_課題_
第2大入賞口の入球計数処理を説明した抜粋では、入球カウンタCが規定数を超えていると判定したとき、どのコマンドをどこへ送信するとしているか。

_ページ抜粋_

--------------------------------------------------

入球カウンタCをインクリメントすると、入球カウンタCが規定数(10個)を超えているか否かを判定する(S508)。上述したように、第2大入賞口45は、第2大入賞口スイッチ45aが規定数の遊技球の入球を検知し、入球カウンタCが規定数に達すると、閉鎖される。しかしながら、第2大入賞口スイッチ45aが規定数の遊技球の入球を検知した後、第2大入賞口45が閉鎖されるまでの間には、若干のタイムラグがあるため、この間に、第2大入賞口45に規定数を超える遊技球が入球する場合がある。S508の判定は、こうした余剰の入球の発生を判定するものである。入球カウンタCが規定数を超えていると判定すると、規定賞球数(予定量)に換算されていない予定量外入球(余剰入球)が発生したと判定し、予定量外入球発生コマンドをサブ制御基板90に送信して(S510)、第2大入賞口入球計数処理を終了する。S508で入球カウンタCが規定数を超えていないと判定すると、S510をスキップして第2大入賞口入球計数処理を終了する。
S502で検知有効期間内でないと判定すると、入球カウンタCが値0よりも大きいか否かを判定し(S512)、入球カウンタCが値0よりも大きいと判定すると、入球カウンタCを値0にリセットして(S514)、第2大入賞口入球計数処理を終了し、入球カウンタCが値0よりも大きくない、即ち値0であると判定すると、これで第2大入賞口入球計数処理を終了する。

--------------------------------------------------

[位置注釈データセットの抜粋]

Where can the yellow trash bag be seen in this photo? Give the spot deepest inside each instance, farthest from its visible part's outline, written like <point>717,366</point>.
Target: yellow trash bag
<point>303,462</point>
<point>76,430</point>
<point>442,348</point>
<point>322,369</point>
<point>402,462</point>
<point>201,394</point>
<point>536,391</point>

--------------------------------------------------

_回答_
予定量外入球発生コマンドをサブ制御基板90に送信する。